=== Exercise ===
Starting at the item that contains "Could you mark the blurred foliage" and ending at the close of the items, reproduce every line with the pictures omitted, adjusting each pixel coordinate in the answers by adding -107.

=== Records to use ===
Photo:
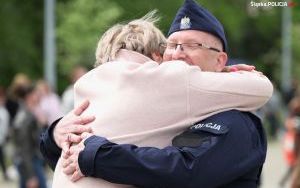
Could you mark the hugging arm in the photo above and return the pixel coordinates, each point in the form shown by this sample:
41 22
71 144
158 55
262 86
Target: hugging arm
210 160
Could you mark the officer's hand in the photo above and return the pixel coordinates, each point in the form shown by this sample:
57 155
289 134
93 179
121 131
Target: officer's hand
70 161
70 127
238 67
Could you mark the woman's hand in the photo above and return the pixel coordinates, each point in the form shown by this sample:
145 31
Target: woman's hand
70 160
70 127
238 67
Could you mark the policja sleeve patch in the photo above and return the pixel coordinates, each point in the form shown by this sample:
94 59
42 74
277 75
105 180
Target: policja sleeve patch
198 134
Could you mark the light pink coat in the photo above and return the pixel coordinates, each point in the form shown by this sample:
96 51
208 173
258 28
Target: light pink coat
138 101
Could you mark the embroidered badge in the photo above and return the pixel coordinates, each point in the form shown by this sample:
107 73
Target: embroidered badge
185 23
210 127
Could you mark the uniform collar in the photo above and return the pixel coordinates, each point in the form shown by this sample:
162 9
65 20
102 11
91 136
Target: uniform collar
128 55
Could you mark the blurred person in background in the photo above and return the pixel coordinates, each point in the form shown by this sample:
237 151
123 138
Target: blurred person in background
50 103
294 122
68 94
292 139
272 113
26 130
4 125
11 104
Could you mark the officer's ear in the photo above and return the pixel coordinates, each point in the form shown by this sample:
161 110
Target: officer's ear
221 61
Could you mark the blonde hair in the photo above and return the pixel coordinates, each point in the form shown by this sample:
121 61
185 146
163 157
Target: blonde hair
140 35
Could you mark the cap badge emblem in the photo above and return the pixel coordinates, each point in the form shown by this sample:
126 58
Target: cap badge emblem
185 23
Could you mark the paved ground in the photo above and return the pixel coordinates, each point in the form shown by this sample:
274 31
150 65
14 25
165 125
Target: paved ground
273 170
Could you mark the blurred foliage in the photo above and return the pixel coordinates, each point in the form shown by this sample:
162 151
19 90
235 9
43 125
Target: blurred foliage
254 34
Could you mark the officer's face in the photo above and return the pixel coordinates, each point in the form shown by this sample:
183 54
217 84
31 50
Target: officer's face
206 59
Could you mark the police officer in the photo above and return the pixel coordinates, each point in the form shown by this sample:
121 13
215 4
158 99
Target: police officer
225 150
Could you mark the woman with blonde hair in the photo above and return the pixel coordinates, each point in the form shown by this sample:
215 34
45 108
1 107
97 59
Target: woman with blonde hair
135 98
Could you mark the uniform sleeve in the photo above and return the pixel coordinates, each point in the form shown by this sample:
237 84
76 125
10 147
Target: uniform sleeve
50 151
211 92
216 160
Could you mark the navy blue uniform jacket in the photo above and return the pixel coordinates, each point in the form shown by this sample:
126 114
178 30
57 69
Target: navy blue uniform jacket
224 150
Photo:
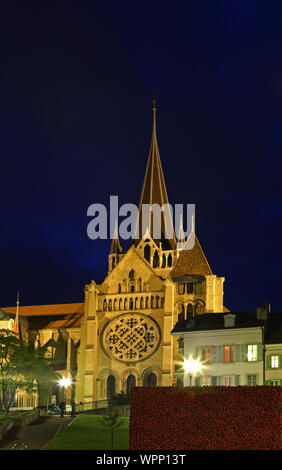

=== The output ===
Could you mark the blurred foliage in the photo above and return the pixel coordinates, each point in the form shown by this sample:
162 151
19 90
235 9
43 125
Target: blurred foliage
147 -73
Could you mark the officer's face in the photo above and return the pixel coordinates, each point in the form shown by this sample:
183 54
217 84
31 50
Target: officer's face
99 -48
Could you mark the police officer in the photo above and return the pixel coordinates, each point in the form shown by this sample:
121 13
215 4
158 99
Target: police officer
118 43
Could you mark the woman with blonde hair in the photo above and return the pixel coordinates, each point in the form shown by this sample:
215 34
45 108
1 107
97 59
Target: woman with blonde hair
28 -9
Could you mark the uniform sleeve in the photo above and return the pixel coordinates, each point in the form shown by this sample:
237 84
76 125
10 147
Target: uniform sleeve
-57 44
104 -15
109 53
Could you mark the navy blue uniform jacket in the photo above and return the pixel coordinates, each point in the form shown by this sample:
126 114
178 30
57 69
Target: navy blue uniform jacket
117 43
Photo:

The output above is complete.